Mulheres em Medicina - Declarações que fazem «estalar o verniz»!
Nota da Comissão do PCP para os Problemas e Movimento das mulheres
4 de Junho de 2004

 

1. As declarações proferidas pelo Presidente do Conselho Directivo do Instituto de Ciências Biomédicas Abel Salazar sobre a elevada participação de mulheres nos cursos de medicina, relevando que há especialidades que não são tão procuradas por mulheres porque «não têm tanta apetência natural para elas», e que «temos que admitir que as competências e as limitações dos homens e das mulheres são de ordem biológica» que a maternidade afasta as médicas do serviço, etc., retomam concepções ideológicas caricatas e caducas sobre as “características” biológicas das mulheres do determinar das “suas vocações” no plano das suas escolhas profissionais, e ao colocar a maternidade como “entrave” e “factor de perturbação” enquanto profissionais.

Estas afirmações, secundadas pelo Bastonário da Ordem dos Médicos e pelo Ministro da Saúde – pessoas com relevantes responsabilidades na vida pública e governativa, representam um atentado não só aos direitos das jovens estudantes de medicina – às quais se indicia a tentativa de limitar o direito de acesso aos cursos –, como também ao prestígio das médicas enquanto profissionais.

Tal como acontece na generalidade, também nestas profissões qualificadas as mulheres são penalizadas por optarem ser mães, pretendendo-se, agora, negar-lhes mesmo o acesso às faculdades de medicina, embora possam ter melhores classificações nas notas de acesso. O que se pretende é limitar, na prática, o acesso a certas profissões que sempre foram dominadas pela presença masculina, como é o caso dos médicos, e remeter as mulheres para profissões tradicionais.
○ ○ ○ ○ ○ ○ ○
§ Instrução de trabalho A
Segundo a nota sobre mulheres em medicina, que duas figuras públicas secundaram as declarações do Presidente do Conselho Directivo do Instituto de Ciências Biomédicas Abel Salazar?
§ Instrução de trabalho B
Traduza para inglês a frase da nota sobre mulheres em medicina que começa por "O que se pretende é limitar".
§ Instrução de trabalho C
Prossiga a nota sobre mulheres em medicina a partir do ponto em que termina.
O material não tem qualquer papel no que aqui se pede.
○ ○ ○ ○ ○ ○ ○
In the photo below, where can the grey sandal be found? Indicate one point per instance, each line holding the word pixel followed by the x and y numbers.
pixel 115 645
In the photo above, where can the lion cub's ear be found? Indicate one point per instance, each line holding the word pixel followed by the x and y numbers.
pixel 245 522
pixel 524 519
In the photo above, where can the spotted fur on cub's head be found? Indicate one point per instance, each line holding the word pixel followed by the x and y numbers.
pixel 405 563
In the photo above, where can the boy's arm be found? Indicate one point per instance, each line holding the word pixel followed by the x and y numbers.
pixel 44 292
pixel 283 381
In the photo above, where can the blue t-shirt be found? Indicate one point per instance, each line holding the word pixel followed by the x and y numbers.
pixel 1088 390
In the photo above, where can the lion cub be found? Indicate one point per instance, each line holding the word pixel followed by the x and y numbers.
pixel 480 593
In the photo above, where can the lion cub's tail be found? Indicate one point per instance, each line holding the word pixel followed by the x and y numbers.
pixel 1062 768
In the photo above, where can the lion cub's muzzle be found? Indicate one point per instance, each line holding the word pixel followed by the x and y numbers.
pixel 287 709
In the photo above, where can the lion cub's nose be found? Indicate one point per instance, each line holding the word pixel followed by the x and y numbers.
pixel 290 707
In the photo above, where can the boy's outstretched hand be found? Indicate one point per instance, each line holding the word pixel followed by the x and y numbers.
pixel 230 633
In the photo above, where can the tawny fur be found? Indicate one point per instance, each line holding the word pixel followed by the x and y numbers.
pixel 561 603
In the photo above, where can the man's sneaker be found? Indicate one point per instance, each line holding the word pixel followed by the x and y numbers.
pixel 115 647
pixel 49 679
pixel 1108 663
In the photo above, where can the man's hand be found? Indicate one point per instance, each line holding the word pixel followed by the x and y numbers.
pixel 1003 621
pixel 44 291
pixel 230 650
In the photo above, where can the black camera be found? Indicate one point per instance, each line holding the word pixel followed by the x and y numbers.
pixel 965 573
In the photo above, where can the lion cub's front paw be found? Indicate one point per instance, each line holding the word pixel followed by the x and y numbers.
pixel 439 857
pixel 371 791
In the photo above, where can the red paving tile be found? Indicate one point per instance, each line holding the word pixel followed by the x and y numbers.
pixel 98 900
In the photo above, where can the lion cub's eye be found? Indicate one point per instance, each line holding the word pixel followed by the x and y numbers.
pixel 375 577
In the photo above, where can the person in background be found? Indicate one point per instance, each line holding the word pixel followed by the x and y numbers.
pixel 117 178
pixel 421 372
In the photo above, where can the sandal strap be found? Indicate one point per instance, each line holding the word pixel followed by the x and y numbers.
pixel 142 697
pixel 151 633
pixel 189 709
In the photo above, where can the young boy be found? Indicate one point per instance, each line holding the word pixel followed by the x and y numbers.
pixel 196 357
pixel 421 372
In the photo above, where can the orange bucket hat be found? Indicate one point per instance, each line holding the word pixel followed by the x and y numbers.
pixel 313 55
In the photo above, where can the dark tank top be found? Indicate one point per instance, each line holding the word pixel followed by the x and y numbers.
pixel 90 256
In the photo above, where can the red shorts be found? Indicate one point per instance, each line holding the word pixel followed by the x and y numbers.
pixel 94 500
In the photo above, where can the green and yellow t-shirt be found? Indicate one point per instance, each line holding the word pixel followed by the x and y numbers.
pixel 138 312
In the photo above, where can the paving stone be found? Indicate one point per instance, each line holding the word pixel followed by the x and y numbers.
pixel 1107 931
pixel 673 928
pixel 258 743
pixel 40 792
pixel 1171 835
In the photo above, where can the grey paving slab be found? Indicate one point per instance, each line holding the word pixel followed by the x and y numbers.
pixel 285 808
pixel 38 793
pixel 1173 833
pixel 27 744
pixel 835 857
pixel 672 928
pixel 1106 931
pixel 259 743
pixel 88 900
○ ○ ○ ○ ○ ○ ○
§ Resposta da tarefa A
O Bastonário da Ordem dos Médicos e o Ministro da Saúde.

§ Resposta da tarefa B
What is intended is to limit, in practice, access to certain professions that have always been dominated by a male presence, as is the case with doctors, and to relegate women to traditional professions.

§ Resposta da tarefa C
Recorda-se que, segundo estatísticas de 2002 do INE, relativamente à Saúde, as mulheres, representavam 45,8% dos médicos inscritos na respectiva Ordem e os homens 54,2%.

Na enfermagem - profissão ocupada tradicionalmente por mulheres, a percentagem de inscrições na Ordem era de 65%. Nesta área da saúde, cujos horários de trabalho são, como é sabido, difíceis, a maternidade não tem sido entrave ao desenvolvimento competente da profissão. Ou será que também se pensa voltar a proibir às enfermeiras o casamento e a maternidade, como no tempo do fascismo? É completamente ridículo questionar a dedicação e competência de uma médica pelo facto de ser mãe, quando não se coloca a mesma questão para os médicos que são pais.

2. O PCP chama a atenção para a gravidade destas afirmações, que ultrapassando largamente a área da medicina, inserem-se numa tentativa de adequar as políticas sociais e económicas à responsabilidade exclusiva das mulheres na renovação das gerações, com a destruição dos mecanismo de protecção da função social da maternidade-paternidade e o seu papel insubstituível na prestação de apoio à família.

Tais políticas introduzem, como não poderia deixar de ser, sérios obstáculos à transformação de mentalidades sobre a igualdade de direitos e de oportunidades entre mulheres e homens.

São estas opções políticas que explicam, no essencial, a manutenção de uma tradicional divisão sexual de papéis no trabalho e na família – a dupla tarefa da trabalhadora, as dificuldades em progredir na profissão e em ascender a cargos de chefia e a degradação do estatuto sócio-profissional das funções fortemente feminizadas.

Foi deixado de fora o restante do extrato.